## Objective
Please print every record below exactly as it appears.

## Recorded data
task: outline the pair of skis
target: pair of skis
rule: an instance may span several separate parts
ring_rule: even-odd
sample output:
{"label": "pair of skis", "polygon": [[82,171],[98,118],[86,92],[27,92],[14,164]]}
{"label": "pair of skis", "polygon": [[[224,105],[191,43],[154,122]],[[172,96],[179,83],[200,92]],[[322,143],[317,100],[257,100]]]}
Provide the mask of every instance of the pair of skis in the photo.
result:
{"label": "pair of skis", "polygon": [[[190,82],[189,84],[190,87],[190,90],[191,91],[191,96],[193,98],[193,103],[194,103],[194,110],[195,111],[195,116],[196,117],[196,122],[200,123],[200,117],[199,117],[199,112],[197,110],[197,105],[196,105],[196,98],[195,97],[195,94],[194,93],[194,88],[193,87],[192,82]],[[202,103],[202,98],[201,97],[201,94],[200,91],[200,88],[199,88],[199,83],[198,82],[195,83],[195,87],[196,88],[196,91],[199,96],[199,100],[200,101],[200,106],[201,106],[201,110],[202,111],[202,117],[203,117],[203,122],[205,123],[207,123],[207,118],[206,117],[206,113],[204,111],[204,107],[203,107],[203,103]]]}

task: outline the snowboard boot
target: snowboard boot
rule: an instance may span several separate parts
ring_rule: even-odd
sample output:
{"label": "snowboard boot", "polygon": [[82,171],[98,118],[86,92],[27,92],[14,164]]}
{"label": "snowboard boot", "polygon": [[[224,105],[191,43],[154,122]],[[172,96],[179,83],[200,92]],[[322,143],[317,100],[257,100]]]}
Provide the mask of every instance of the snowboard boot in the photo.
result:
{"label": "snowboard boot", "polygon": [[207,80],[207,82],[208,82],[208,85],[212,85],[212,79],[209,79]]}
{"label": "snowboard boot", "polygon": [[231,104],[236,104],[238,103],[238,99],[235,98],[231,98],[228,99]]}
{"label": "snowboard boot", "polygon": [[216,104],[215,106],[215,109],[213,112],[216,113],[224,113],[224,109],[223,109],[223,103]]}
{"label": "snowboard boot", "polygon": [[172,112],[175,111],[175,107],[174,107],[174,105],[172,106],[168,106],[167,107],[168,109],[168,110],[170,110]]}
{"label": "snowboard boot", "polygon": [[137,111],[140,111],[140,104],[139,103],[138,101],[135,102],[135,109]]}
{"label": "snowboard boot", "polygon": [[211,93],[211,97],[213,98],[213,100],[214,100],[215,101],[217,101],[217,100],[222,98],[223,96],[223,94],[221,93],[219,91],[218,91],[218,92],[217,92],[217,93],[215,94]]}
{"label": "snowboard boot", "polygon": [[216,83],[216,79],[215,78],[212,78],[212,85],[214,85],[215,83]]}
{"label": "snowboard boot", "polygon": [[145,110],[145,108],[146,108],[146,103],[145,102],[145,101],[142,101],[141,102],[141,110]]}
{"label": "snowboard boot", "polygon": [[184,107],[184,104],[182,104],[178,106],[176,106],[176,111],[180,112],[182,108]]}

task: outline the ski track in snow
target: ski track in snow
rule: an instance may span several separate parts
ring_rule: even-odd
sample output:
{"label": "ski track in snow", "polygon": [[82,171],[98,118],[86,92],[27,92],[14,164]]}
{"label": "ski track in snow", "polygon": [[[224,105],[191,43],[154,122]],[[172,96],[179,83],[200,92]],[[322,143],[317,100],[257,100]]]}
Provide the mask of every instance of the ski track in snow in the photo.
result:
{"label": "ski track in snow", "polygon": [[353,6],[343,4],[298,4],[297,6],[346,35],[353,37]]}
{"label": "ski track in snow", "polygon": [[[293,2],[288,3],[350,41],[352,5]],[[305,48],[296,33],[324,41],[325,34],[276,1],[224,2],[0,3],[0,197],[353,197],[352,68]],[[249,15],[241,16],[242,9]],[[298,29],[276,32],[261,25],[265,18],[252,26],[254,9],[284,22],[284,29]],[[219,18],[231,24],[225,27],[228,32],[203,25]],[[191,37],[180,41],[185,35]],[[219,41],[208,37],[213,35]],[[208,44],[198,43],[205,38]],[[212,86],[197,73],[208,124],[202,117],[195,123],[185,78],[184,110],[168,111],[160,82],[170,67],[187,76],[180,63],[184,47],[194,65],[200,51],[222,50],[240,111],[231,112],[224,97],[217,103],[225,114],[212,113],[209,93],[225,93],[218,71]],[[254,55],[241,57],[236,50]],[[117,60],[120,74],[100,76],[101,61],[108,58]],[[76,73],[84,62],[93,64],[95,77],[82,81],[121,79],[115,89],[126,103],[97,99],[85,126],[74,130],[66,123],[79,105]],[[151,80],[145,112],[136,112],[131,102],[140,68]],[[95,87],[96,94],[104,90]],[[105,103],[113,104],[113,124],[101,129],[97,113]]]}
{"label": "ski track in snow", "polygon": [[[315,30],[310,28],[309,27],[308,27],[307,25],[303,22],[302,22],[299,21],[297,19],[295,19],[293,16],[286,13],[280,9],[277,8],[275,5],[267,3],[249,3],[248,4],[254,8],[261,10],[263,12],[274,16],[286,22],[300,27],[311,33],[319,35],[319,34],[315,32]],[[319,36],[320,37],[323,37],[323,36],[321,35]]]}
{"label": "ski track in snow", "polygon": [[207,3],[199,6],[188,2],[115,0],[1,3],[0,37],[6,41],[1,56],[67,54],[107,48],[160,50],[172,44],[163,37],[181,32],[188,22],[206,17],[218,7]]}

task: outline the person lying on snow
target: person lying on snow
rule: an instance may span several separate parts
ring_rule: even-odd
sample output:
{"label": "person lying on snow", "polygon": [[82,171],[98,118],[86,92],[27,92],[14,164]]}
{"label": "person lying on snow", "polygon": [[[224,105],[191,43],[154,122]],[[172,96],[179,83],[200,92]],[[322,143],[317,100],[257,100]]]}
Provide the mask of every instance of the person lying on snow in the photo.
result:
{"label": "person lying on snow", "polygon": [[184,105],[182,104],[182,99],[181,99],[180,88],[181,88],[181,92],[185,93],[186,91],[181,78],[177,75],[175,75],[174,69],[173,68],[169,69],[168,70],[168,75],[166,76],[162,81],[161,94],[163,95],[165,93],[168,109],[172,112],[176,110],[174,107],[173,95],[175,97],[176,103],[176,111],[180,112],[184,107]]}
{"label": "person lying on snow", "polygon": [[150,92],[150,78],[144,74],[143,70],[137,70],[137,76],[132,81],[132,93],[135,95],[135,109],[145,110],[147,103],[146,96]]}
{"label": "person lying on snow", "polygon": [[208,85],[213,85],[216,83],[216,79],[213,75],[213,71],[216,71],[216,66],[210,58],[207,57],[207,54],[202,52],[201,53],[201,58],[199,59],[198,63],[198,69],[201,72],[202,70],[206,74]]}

## Solution to this task
task: outline the pair of skis
target: pair of skis
rule: an instance may span several separate parts
ring_rule: even-odd
sample output:
{"label": "pair of skis", "polygon": [[82,171],[98,118],[86,92],[27,92],[14,164]]}
{"label": "pair of skis", "polygon": [[[224,105],[191,43],[154,122]],[[172,96],[179,83],[200,92]],[[322,143],[317,100],[257,100]]]}
Provide the mask of every instance of the pair of skis in the photo.
result:
{"label": "pair of skis", "polygon": [[[190,82],[189,84],[190,87],[190,90],[191,91],[191,96],[193,98],[193,103],[194,103],[194,110],[195,111],[195,116],[196,117],[196,122],[200,123],[200,117],[199,117],[199,112],[197,110],[197,105],[196,105],[196,98],[195,97],[195,94],[194,93],[194,88],[193,87],[192,82]],[[202,103],[202,98],[201,97],[201,94],[200,91],[200,88],[199,88],[199,83],[198,82],[195,83],[195,87],[196,88],[196,91],[199,96],[199,100],[200,101],[200,106],[201,106],[201,110],[202,111],[202,117],[203,117],[203,122],[205,123],[207,123],[207,118],[206,117],[206,113],[204,111],[204,107],[203,107],[203,103]]]}

task: outline the snowboard boot
target: snowboard boot
rule: an instance may span several separate parts
ring_rule: even-odd
sample output:
{"label": "snowboard boot", "polygon": [[82,171],[98,118],[86,92],[27,92],[14,164]]}
{"label": "snowboard boot", "polygon": [[[224,105],[191,43],[154,122]],[[172,96],[179,83],[200,92]],[[322,143],[317,100],[257,100]]]}
Provide the mask of every instance of the snowboard boot in the photo.
result:
{"label": "snowboard boot", "polygon": [[207,80],[207,82],[208,82],[208,85],[212,85],[212,79],[209,79]]}
{"label": "snowboard boot", "polygon": [[231,104],[236,104],[238,103],[238,99],[235,98],[231,98],[228,99]]}
{"label": "snowboard boot", "polygon": [[216,104],[215,106],[215,109],[213,112],[216,113],[224,113],[224,109],[223,109],[223,103]]}
{"label": "snowboard boot", "polygon": [[172,112],[175,111],[175,107],[174,107],[174,105],[172,106],[168,106],[167,107],[168,109],[168,110],[170,110]]}
{"label": "snowboard boot", "polygon": [[137,111],[140,111],[140,104],[139,103],[138,101],[135,102],[135,109]]}
{"label": "snowboard boot", "polygon": [[211,93],[211,97],[213,98],[213,100],[214,100],[215,101],[217,101],[217,100],[222,98],[223,96],[223,94],[221,93],[219,91],[218,91],[218,92],[217,92],[217,93],[215,94]]}
{"label": "snowboard boot", "polygon": [[216,83],[216,79],[215,78],[212,78],[212,85],[214,85],[215,83]]}
{"label": "snowboard boot", "polygon": [[145,110],[145,108],[146,108],[146,103],[145,102],[145,101],[142,101],[141,102],[141,110]]}
{"label": "snowboard boot", "polygon": [[184,107],[184,104],[182,104],[178,106],[176,106],[176,111],[180,112],[182,108]]}

task: outline the ski track in snow
target: ski track in snow
rule: an instance may span several separate parts
ring_rule: even-odd
sample output:
{"label": "ski track in snow", "polygon": [[82,171],[98,118],[86,92],[27,92],[14,164]]}
{"label": "ski track in snow", "polygon": [[[224,105],[191,43],[154,122]],[[172,96],[179,83],[200,92]],[[322,143],[317,100],[257,100]]]}
Provide the mask of every instance of the ski track in snow in the photo.
result:
{"label": "ski track in snow", "polygon": [[353,6],[343,4],[298,4],[297,6],[346,35],[353,37]]}
{"label": "ski track in snow", "polygon": [[[293,2],[288,3],[350,41],[352,5]],[[305,48],[296,33],[324,41],[325,34],[276,1],[224,2],[0,3],[0,197],[353,197],[352,68]],[[249,15],[241,16],[242,9]],[[298,29],[276,32],[261,25],[265,18],[252,26],[254,9],[284,22],[284,29]],[[219,18],[231,24],[225,27],[228,32],[203,25]],[[191,37],[180,41],[185,35]],[[219,41],[208,37],[213,35]],[[208,44],[198,43],[205,38]],[[212,86],[197,73],[208,124],[202,117],[195,123],[185,78],[184,110],[168,111],[160,82],[170,67],[187,76],[180,63],[184,47],[194,65],[200,51],[222,50],[240,111],[231,112],[224,97],[217,103],[225,114],[212,113],[209,93],[225,93],[218,71]],[[254,55],[241,57],[236,50]],[[117,60],[120,74],[100,76],[101,61],[108,58]],[[76,73],[84,62],[93,64],[95,77],[82,81],[121,79],[115,89],[126,103],[97,99],[85,126],[74,130],[66,123],[79,105]],[[151,80],[145,112],[136,112],[131,102],[140,68]],[[95,87],[96,94],[104,90]],[[105,103],[113,104],[113,124],[101,129],[97,113]]]}
{"label": "ski track in snow", "polygon": [[[315,30],[310,28],[309,27],[308,27],[307,25],[303,22],[302,22],[299,21],[297,19],[295,19],[293,16],[286,13],[280,9],[277,8],[275,5],[267,3],[249,3],[248,4],[254,8],[261,10],[263,12],[274,16],[286,22],[300,27],[311,33],[319,35],[319,34],[315,32]],[[319,36],[320,37],[323,37],[323,36],[321,35]]]}
{"label": "ski track in snow", "polygon": [[207,3],[199,6],[188,2],[115,0],[1,3],[0,37],[6,41],[1,56],[67,54],[107,48],[160,50],[172,44],[163,37],[181,32],[188,22],[206,17],[218,7]]}

task: outline the person lying on snow
target: person lying on snow
rule: an instance may span several separate parts
ring_rule: even-odd
sample output:
{"label": "person lying on snow", "polygon": [[82,171],[98,118],[86,92],[27,92],[14,164]]}
{"label": "person lying on snow", "polygon": [[[224,105],[191,43],[154,122]],[[172,96],[179,83],[200,92]],[[322,143],[317,100],[257,100]]]}
Provide the mask of every instance of the person lying on snow in the photo.
result:
{"label": "person lying on snow", "polygon": [[184,105],[182,104],[182,99],[181,99],[180,88],[181,88],[181,92],[185,93],[186,91],[181,78],[177,75],[175,75],[174,69],[173,68],[169,69],[168,70],[168,75],[166,76],[162,81],[161,94],[163,95],[165,93],[168,109],[172,112],[176,110],[174,107],[173,95],[175,97],[176,103],[176,111],[180,112],[184,107]]}
{"label": "person lying on snow", "polygon": [[150,92],[150,78],[144,74],[143,70],[137,70],[137,76],[132,81],[132,93],[135,95],[135,109],[145,110],[147,103],[146,96]]}
{"label": "person lying on snow", "polygon": [[208,85],[213,85],[216,83],[216,79],[213,75],[213,71],[216,71],[216,66],[210,58],[207,57],[207,54],[202,52],[201,53],[201,58],[199,59],[198,63],[198,69],[201,72],[202,70],[206,74]]}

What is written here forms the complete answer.